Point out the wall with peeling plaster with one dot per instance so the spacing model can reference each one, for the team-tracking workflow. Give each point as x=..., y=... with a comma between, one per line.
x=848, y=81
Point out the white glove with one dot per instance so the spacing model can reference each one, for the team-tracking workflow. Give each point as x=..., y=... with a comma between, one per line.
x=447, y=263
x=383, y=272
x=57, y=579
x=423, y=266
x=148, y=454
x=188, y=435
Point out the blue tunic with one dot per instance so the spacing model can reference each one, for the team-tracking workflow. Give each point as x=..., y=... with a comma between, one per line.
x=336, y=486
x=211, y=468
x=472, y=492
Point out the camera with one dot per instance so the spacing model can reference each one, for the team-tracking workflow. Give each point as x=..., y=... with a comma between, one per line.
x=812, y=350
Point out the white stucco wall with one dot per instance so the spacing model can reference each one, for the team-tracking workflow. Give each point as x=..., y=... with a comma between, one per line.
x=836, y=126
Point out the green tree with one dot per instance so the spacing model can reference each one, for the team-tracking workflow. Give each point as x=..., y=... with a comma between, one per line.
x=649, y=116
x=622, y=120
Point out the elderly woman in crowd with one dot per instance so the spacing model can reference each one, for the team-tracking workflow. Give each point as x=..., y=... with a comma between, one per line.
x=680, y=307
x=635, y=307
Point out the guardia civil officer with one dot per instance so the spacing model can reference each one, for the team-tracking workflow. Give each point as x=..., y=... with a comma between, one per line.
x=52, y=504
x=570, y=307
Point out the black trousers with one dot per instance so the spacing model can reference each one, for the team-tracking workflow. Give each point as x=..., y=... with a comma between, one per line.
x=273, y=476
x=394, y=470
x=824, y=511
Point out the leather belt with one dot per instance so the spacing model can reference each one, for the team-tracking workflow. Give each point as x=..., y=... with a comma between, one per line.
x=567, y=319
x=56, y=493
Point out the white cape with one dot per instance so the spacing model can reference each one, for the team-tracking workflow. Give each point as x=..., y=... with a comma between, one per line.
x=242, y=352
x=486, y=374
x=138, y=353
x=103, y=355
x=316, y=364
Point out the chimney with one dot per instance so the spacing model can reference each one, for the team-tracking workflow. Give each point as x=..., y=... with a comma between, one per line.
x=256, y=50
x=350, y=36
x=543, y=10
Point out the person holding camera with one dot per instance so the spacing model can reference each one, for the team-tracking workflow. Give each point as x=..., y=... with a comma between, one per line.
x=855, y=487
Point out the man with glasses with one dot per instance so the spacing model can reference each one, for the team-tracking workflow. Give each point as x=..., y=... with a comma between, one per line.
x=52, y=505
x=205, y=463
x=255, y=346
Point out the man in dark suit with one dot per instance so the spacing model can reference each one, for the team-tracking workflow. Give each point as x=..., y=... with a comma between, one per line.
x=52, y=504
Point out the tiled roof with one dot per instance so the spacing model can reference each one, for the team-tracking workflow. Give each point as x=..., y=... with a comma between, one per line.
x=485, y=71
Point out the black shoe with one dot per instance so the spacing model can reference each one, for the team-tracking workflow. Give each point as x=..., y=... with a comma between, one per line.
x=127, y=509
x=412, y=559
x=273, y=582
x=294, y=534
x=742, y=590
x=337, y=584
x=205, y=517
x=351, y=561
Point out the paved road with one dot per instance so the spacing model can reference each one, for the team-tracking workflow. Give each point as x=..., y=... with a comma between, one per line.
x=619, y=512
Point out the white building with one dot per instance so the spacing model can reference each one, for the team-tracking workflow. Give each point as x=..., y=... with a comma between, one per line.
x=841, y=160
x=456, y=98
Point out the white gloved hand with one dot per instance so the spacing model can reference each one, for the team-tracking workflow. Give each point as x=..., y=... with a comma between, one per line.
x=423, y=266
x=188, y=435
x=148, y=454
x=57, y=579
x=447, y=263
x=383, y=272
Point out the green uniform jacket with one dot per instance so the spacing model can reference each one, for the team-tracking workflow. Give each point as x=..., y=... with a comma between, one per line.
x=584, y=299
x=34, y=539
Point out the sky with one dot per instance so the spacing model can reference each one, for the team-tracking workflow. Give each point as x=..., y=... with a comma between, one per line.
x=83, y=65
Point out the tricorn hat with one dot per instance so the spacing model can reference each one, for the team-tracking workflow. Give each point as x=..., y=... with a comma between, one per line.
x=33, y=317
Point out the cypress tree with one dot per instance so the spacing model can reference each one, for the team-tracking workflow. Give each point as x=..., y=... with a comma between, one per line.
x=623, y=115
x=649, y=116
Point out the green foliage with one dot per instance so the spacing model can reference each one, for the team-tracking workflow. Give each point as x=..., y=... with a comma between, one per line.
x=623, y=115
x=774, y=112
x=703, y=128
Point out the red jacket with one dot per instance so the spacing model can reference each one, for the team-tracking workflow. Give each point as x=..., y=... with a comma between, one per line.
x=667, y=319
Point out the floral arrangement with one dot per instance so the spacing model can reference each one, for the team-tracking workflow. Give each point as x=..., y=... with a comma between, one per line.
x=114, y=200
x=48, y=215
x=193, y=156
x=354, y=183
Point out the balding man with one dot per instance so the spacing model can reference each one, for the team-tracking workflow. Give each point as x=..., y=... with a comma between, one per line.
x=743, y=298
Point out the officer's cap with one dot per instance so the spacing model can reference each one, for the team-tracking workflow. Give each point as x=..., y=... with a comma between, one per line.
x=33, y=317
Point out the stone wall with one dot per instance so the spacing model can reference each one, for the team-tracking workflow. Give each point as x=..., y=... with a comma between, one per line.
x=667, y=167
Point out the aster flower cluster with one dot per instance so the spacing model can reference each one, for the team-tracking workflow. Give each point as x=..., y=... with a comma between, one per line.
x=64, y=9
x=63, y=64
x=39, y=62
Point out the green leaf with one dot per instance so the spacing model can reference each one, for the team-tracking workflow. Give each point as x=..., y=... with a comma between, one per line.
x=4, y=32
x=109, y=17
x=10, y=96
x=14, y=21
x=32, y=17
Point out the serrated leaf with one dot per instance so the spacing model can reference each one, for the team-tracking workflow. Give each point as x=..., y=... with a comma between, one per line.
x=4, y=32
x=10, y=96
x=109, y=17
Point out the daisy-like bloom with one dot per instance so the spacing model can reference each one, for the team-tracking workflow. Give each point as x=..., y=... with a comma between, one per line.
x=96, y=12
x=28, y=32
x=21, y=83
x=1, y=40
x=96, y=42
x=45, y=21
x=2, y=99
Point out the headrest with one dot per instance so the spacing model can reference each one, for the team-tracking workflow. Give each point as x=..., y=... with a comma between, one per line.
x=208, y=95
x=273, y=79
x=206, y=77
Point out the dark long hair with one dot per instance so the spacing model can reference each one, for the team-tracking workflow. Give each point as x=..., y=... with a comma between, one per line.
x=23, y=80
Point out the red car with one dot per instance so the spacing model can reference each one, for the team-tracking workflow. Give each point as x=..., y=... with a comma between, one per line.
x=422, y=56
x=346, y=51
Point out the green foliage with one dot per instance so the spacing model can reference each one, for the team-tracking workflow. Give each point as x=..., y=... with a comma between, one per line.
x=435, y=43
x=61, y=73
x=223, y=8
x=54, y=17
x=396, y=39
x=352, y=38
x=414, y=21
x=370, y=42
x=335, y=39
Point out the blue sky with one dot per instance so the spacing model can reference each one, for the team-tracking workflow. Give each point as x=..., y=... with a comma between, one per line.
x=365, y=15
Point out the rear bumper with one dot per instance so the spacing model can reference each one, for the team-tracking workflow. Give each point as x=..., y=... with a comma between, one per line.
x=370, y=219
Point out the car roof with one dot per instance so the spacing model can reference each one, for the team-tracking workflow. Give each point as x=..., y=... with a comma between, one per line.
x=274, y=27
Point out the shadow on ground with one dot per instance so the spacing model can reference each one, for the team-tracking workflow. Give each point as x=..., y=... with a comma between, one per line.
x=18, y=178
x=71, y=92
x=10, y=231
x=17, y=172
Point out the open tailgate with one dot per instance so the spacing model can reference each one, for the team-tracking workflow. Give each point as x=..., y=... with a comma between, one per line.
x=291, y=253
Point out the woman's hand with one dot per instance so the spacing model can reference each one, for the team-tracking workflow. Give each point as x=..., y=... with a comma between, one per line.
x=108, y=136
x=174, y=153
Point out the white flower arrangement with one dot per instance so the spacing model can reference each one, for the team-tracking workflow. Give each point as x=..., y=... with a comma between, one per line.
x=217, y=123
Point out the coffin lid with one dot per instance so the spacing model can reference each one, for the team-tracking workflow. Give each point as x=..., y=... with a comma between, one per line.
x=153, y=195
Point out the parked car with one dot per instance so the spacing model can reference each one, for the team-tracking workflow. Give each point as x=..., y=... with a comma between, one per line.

+===+

Everything from the line containing "Point out the car" through the final line of the listing, inclusive, must be reproduced exactly; leave out the rest.

Point out the car roof with one dot per instance so the spacing model can reference each one, for the team-tracking workflow. Give each point as x=..., y=... with a comma between, one per line.
x=274, y=27
Point out the shadow on ground with one dot per instance so the spacing model can reference each one, for the team-tracking workflow. Give each point as x=..., y=... with a comma between, one per line.
x=18, y=178
x=71, y=92
x=10, y=231
x=17, y=172
Point out the open tailgate with one dot per instance so the spacing model can reference each one, for the team-tracking workflow. Give each point as x=..., y=... with a comma between, one per line.
x=291, y=253
Point out the woman's hand with one dot per instance so the spacing model can reference each one, for the team-tracking workflow. Give each point as x=..., y=... with a comma between, one per line.
x=108, y=136
x=174, y=153
Point out the white flower arrangement with one dot per instance so the spacing model can reference each one, for the team-tracking workflow. Give each point as x=..., y=... with a comma between, one per line.
x=217, y=123
Point out the coffin lid with one dot per instance so the spacing model can reference each one, for the team-tracking workflow. Give each point as x=..., y=... with a comma between, one per line.
x=153, y=195
Point out the parked car with one dot per instance so the spacing model can reference each one, for the team-tracking workflow. Give each point as x=..., y=... with a comma between, one per line.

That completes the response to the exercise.